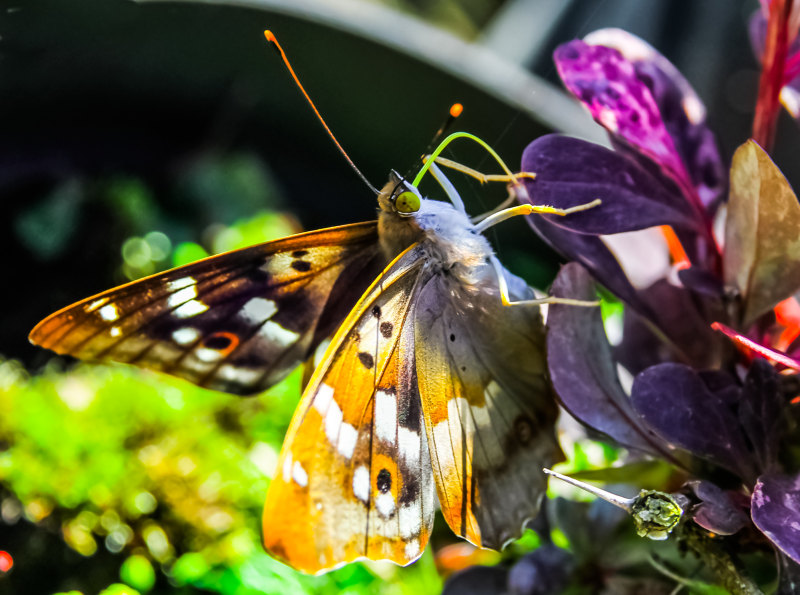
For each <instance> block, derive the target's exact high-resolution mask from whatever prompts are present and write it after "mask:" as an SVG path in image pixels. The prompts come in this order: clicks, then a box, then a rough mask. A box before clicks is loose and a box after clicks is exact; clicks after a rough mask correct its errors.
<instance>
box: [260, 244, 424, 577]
mask: <svg viewBox="0 0 800 595" xmlns="http://www.w3.org/2000/svg"><path fill="white" fill-rule="evenodd" d="M417 252H418V251H417V250H416V249H414V248H412V249H411V250H410V251H408V252H406V253H405V254H404V255H403V256H401V257H399V258H398V259H397V260H396V261H395V263H394V264H393V265H392V266H390V267H388V268H387V271H386V273H385V274H383V275H382V276H381V277H380V278H379V280H378V281H377V282H376V283H375V284H374V285H373V286H372V288H371V289H370V290H369V291H368V292H367V293H366V294H365V296H364V297H363V298H362V300H361V301H360V302H359V304H358V305H357V306H356V308H355V309H354V311H353V312H352V313H351V315H350V316H349V317H348V319H347V320H346V321H345V323H344V324H343V325H342V327H341V328H340V330H339V332H338V333H337V334H336V336H335V337H334V339H333V341H332V342H331V346H330V347H329V349H328V351H327V353H326V356H325V358H324V361H323V363H322V364H321V366H320V367H319V368H318V369H317V371H316V372H315V374H314V377H313V378H312V380H311V382H310V384H309V387H308V389H307V390H306V392H305V394H304V396H303V399H302V401H301V403H300V406H299V407H298V409H297V412H296V413H295V417H294V419H293V421H292V425H291V427H290V429H289V432H288V434H287V439H286V441H285V442H284V448H283V451H282V453H281V457H280V460H279V464H278V469H279V471H278V473H277V475H276V477H275V479H274V480H273V482H272V485H271V486H270V490H269V492H268V494H267V502H266V505H265V510H264V540H265V545H266V547H267V549H268V550H270V551H271V552H273V553H274V554H276V555H278V556H280V557H282V558H283V559H284V560H286V561H287V562H288V563H290V564H291V565H292V566H293V567H295V568H299V569H302V570H305V571H307V572H318V571H321V570H324V569H327V568H330V567H333V566H335V565H338V564H341V563H343V562H347V561H352V560H355V559H358V558H362V557H366V558H370V559H388V560H392V561H394V562H397V563H399V564H407V563H409V562H411V561H413V560H415V559H416V558H417V557H418V556H419V555H420V554H421V553H422V551H423V549H424V547H425V545H426V543H427V540H428V536H429V534H430V528H431V524H432V522H433V509H434V489H435V488H434V483H433V478H432V474H431V468H430V458H429V453H428V449H427V442H426V439H425V435H424V430H423V427H424V426H423V423H422V420H421V414H422V413H421V407H420V402H419V394H418V392H417V383H416V377H415V374H414V356H413V353H414V352H413V350H414V346H413V325H412V324H407V323H406V321H408V320H410V318H409V313H410V312H411V310H412V301H413V298H414V294H415V291H416V287H417V283H418V280H419V278H420V271H421V270H422V268H423V266H422V265H423V263H422V261H421V260H420V259H419V255H418V253H417Z"/></svg>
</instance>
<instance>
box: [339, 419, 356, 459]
mask: <svg viewBox="0 0 800 595" xmlns="http://www.w3.org/2000/svg"><path fill="white" fill-rule="evenodd" d="M357 438H358V431H357V430H356V429H355V428H354V427H353V426H352V425H350V424H349V423H347V422H344V423H343V424H342V426H341V427H340V428H339V444H338V445H337V449H338V450H339V454H340V455H342V456H343V457H344V458H346V459H348V460H349V459H350V458H351V457H352V456H353V451H354V450H355V448H356V439H357Z"/></svg>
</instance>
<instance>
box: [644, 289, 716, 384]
mask: <svg viewBox="0 0 800 595" xmlns="http://www.w3.org/2000/svg"><path fill="white" fill-rule="evenodd" d="M638 295H639V298H640V299H641V300H642V301H644V302H645V303H646V304H647V305H648V307H649V311H651V312H653V314H652V315H651V316H650V317H649V319H650V322H652V323H653V324H655V326H656V327H657V328H658V329H659V330H660V331H661V333H662V334H663V335H664V337H666V338H667V339H669V345H670V347H671V348H672V352H671V353H669V354H662V357H663V356H664V355H666V357H663V359H662V360H661V361H666V360H671V361H675V360H678V361H683V362H689V363H691V364H692V365H693V366H694V367H696V368H704V367H712V366H714V365H715V364H716V363H717V362H718V361H719V358H720V355H721V354H722V353H723V351H724V349H725V348H726V347H727V346H726V344H725V341H722V340H721V338H720V337H719V335H718V334H717V333H715V332H714V331H713V330H712V329H711V328H710V327H709V326H708V322H707V320H708V318H709V317H710V318H711V319H712V320H713V315H711V316H710V315H709V313H707V312H705V311H704V309H705V308H711V307H712V305H713V302H712V303H707V302H704V301H703V300H702V299H701V296H698V295H693V294H692V293H690V292H688V291H686V289H684V288H682V287H677V286H675V285H672V284H671V283H669V282H668V281H666V280H665V279H662V280H660V281H656V282H655V283H653V284H652V285H651V286H650V287H648V288H647V289H643V290H641V291H639V293H638Z"/></svg>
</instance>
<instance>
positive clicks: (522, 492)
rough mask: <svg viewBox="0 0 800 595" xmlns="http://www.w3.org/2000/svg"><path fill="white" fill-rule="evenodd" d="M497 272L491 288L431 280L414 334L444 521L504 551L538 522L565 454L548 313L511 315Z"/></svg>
mask: <svg viewBox="0 0 800 595" xmlns="http://www.w3.org/2000/svg"><path fill="white" fill-rule="evenodd" d="M488 268H489V265H487V275H486V276H485V279H486V280H487V281H484V282H482V284H480V285H476V286H470V287H467V286H465V285H462V284H461V283H458V282H454V281H453V280H452V278H451V277H448V276H447V275H433V276H432V277H430V279H429V280H428V281H427V282H426V283H425V285H424V287H422V288H421V289H420V291H419V295H418V299H417V301H416V304H415V308H416V312H415V319H414V325H415V342H416V365H417V375H418V377H419V390H420V395H421V400H422V408H423V412H424V419H425V424H426V428H427V434H428V440H429V448H430V452H431V460H432V465H433V470H434V476H435V479H436V484H437V489H438V494H439V501H440V504H441V507H442V513H443V515H444V517H445V519H446V520H447V522H448V524H449V525H450V527H451V528H452V529H453V531H454V532H455V533H457V534H458V535H461V536H462V537H465V538H466V539H468V540H469V541H471V542H472V543H474V544H476V545H479V546H483V547H489V548H493V549H500V548H501V547H502V546H503V545H504V544H505V543H506V542H507V541H509V540H510V539H513V538H515V537H518V536H519V535H520V534H521V532H522V527H523V524H524V523H525V521H526V520H528V519H531V518H533V517H534V516H535V515H536V514H537V512H538V509H539V505H540V501H541V498H542V496H543V494H544V491H545V488H546V480H545V476H544V474H543V473H542V467H545V466H551V465H552V464H553V463H554V462H556V461H558V460H560V459H561V451H560V449H559V447H558V443H557V441H556V438H555V436H554V433H553V426H554V422H555V419H556V416H557V409H556V406H555V401H554V399H553V396H552V393H551V390H550V388H549V383H548V381H547V372H546V360H545V357H544V329H543V326H542V322H541V317H540V314H539V310H538V308H537V307H535V306H533V307H530V306H503V305H502V303H501V300H500V296H499V293H498V291H497V287H496V283H492V280H493V279H495V277H494V273H493V271H488ZM476 289H479V291H476ZM523 297H532V296H523Z"/></svg>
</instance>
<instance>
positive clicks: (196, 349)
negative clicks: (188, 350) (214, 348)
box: [194, 347, 222, 362]
mask: <svg viewBox="0 0 800 595" xmlns="http://www.w3.org/2000/svg"><path fill="white" fill-rule="evenodd" d="M194 355H195V357H197V359H199V360H200V361H201V362H215V361H218V360H219V359H220V358H221V357H222V353H221V352H219V351H217V350H216V349H209V348H208V347H198V348H197V349H195V350H194Z"/></svg>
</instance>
◆ ◆ ◆ ◆
### YOUR INSTRUCTIONS
Your answer must consist of the entries, unchanged, with no pictures in it.

### SOLUTION TO THE EXERCISE
For each <instance> block, derive the target's exact high-resolution mask from whatever prompts are present and write it after "mask:" as an SVG path in image pixels. The prompts come in this order: clicks, then a box, then a rough mask. A box before clicks is loose and a box after clicks is exact; clicks after a rough mask correct its errors.
<instance>
box: [260, 244, 424, 577]
mask: <svg viewBox="0 0 800 595" xmlns="http://www.w3.org/2000/svg"><path fill="white" fill-rule="evenodd" d="M417 252H418V251H417V250H416V249H414V248H412V249H411V250H410V251H408V252H406V253H405V254H404V255H403V256H401V257H399V258H398V259H397V260H396V261H395V263H394V264H393V265H392V266H390V267H388V268H387V271H386V273H385V274H383V275H382V276H381V277H380V278H379V280H378V281H377V282H376V283H375V284H374V285H373V286H372V288H371V289H370V290H369V291H368V292H367V293H366V294H365V296H364V297H363V298H362V300H361V301H360V302H359V304H358V305H357V306H356V308H355V309H354V311H353V312H352V313H351V315H350V316H349V317H348V319H347V320H346V321H345V323H344V324H343V325H342V327H341V328H340V330H339V332H338V333H337V334H336V336H335V337H334V339H333V341H332V342H331V346H330V347H329V349H328V351H327V353H326V356H325V358H324V361H323V363H322V364H321V366H320V367H319V368H318V369H317V371H316V372H315V374H314V377H313V378H312V380H311V382H310V384H309V387H308V389H307V390H306V392H305V394H304V396H303V399H302V401H301V403H300V406H299V407H298V409H297V412H296V413H295V417H294V419H293V421H292V425H291V427H290V429H289V432H288V434H287V439H286V441H285V442H284V448H283V451H282V453H281V457H280V460H279V464H278V469H279V471H278V473H277V475H276V477H275V479H274V480H273V482H272V485H271V486H270V490H269V492H268V494H267V502H266V505H265V510H264V540H265V545H266V547H267V549H268V550H270V551H271V552H273V553H274V554H276V555H278V556H280V557H282V558H283V559H284V560H286V561H287V562H288V563H290V564H291V565H292V566H293V567H295V568H299V569H302V570H305V571H307V572H318V571H321V570H324V569H327V568H330V567H333V566H335V565H338V564H341V563H343V562H347V561H352V560H355V559H358V558H362V557H366V558H370V559H388V560H392V561H394V562H397V563H399V564H407V563H409V562H411V561H413V560H415V559H416V558H417V557H418V556H419V555H420V554H421V553H422V551H423V549H424V547H425V545H426V543H427V540H428V536H429V534H430V528H431V524H432V522H433V509H434V489H435V488H434V483H433V478H432V474H431V468H430V458H429V453H428V449H427V442H426V439H425V435H424V430H423V427H424V426H423V423H422V420H421V414H422V413H421V407H420V402H419V394H418V392H417V383H416V377H415V374H414V356H413V353H414V352H413V350H414V346H413V325H412V324H407V323H406V321H408V320H410V318H409V313H410V312H411V310H412V301H413V298H414V294H415V291H416V287H417V283H418V280H419V278H420V271H421V270H422V268H423V266H422V265H423V263H422V261H421V260H420V259H419V255H418V253H417Z"/></svg>
</instance>
<instance>
box: [339, 419, 356, 459]
mask: <svg viewBox="0 0 800 595" xmlns="http://www.w3.org/2000/svg"><path fill="white" fill-rule="evenodd" d="M357 438H358V431H357V430H356V429H355V428H354V427H353V426H352V425H350V424H349V423H347V422H344V423H343V424H342V426H341V427H340V428H339V444H338V445H337V449H338V450H339V454H340V455H342V456H343V457H344V458H346V459H348V460H349V459H350V458H351V457H352V456H353V451H354V450H355V448H356V439H357Z"/></svg>
</instance>
<instance>
box: [644, 289, 716, 384]
mask: <svg viewBox="0 0 800 595" xmlns="http://www.w3.org/2000/svg"><path fill="white" fill-rule="evenodd" d="M638 295H639V298H640V299H641V300H642V301H644V302H645V303H646V304H647V305H648V307H649V311H651V312H653V314H652V315H651V316H650V317H649V319H650V322H652V323H653V324H655V326H656V327H657V328H658V329H659V330H660V331H661V333H662V334H663V335H664V337H666V338H667V339H669V345H670V347H671V348H672V352H671V353H669V354H662V357H663V356H664V355H666V357H663V359H662V360H661V361H666V360H671V361H675V360H678V361H683V362H689V363H691V364H692V365H693V366H694V367H696V368H704V367H712V366H714V365H715V364H716V363H717V362H718V361H719V358H720V355H721V354H722V353H723V351H724V349H725V348H726V347H727V346H726V344H725V341H722V340H721V338H720V337H719V335H718V334H717V333H715V332H714V331H713V330H712V329H711V328H710V327H709V326H708V322H707V320H708V318H709V317H710V318H711V319H712V320H713V315H711V316H710V315H709V313H707V312H705V311H704V309H705V308H711V307H712V305H713V302H712V303H707V302H704V301H703V300H702V299H701V296H698V295H693V294H692V293H690V292H688V291H686V289H684V288H682V287H677V286H675V285H672V284H671V283H669V282H668V281H666V280H665V279H662V280H660V281H656V282H655V283H653V284H652V285H651V286H650V287H648V288H647V289H643V290H641V291H639V293H638Z"/></svg>
</instance>
<instance>
positive clicks: (522, 492)
rough mask: <svg viewBox="0 0 800 595" xmlns="http://www.w3.org/2000/svg"><path fill="white" fill-rule="evenodd" d="M497 272L491 288L431 280L414 334L444 521L504 551L538 522L565 454L548 313L511 315Z"/></svg>
mask: <svg viewBox="0 0 800 595" xmlns="http://www.w3.org/2000/svg"><path fill="white" fill-rule="evenodd" d="M488 268H489V265H487V275H486V276H485V279H486V280H487V281H484V282H482V284H480V285H476V286H470V287H467V286H465V285H462V284H461V283H458V282H454V281H453V280H452V278H451V277H448V276H447V275H433V276H432V277H430V279H429V280H428V281H427V282H426V283H425V285H424V287H422V288H421V289H420V291H419V295H418V299H417V301H416V304H415V308H416V312H415V319H414V325H415V342H416V365H417V375H418V377H419V390H420V395H421V400H422V408H423V412H424V419H425V424H426V428H427V434H428V440H429V448H430V452H431V460H432V465H433V470H434V476H435V479H436V484H437V489H438V494H439V501H440V504H441V507H442V513H443V515H444V517H445V519H446V520H447V522H448V524H449V525H450V527H451V528H452V529H453V531H454V532H455V533H457V534H458V535H461V536H462V537H465V538H466V539H468V540H469V541H471V542H472V543H474V544H476V545H479V546H483V547H489V548H493V549H500V548H501V547H502V546H503V545H504V544H505V543H506V542H507V541H509V540H510V539H513V538H515V537H518V536H519V535H520V534H521V532H522V527H523V524H524V523H525V521H526V520H528V519H531V518H533V517H534V516H535V515H536V514H537V512H538V509H539V505H540V501H541V498H542V496H543V494H544V491H545V488H546V480H545V476H544V474H543V473H542V467H545V466H551V465H552V464H553V463H554V462H556V461H558V460H560V459H561V451H560V449H559V447H558V443H557V441H556V438H555V436H554V433H553V426H554V422H555V419H556V416H557V409H556V406H555V401H554V399H553V396H552V393H551V390H550V388H549V383H548V381H547V372H546V360H545V357H544V329H543V326H542V322H541V317H540V314H539V310H538V308H537V307H535V306H533V307H530V306H503V305H502V303H501V300H500V296H499V293H498V291H497V287H496V283H492V280H493V279H495V277H494V273H493V271H488ZM476 289H479V291H476ZM523 297H532V296H523Z"/></svg>
</instance>
<instance>
positive clicks: (196, 349)
negative clicks: (188, 350) (214, 348)
box: [194, 347, 222, 362]
mask: <svg viewBox="0 0 800 595" xmlns="http://www.w3.org/2000/svg"><path fill="white" fill-rule="evenodd" d="M194 355H195V357H197V359H199V360H200V361H201V362H215V361H218V360H219V359H220V358H221V357H222V353H221V352H219V351H217V350H216V349H209V348H208V347H198V348H197V349H195V350H194Z"/></svg>
</instance>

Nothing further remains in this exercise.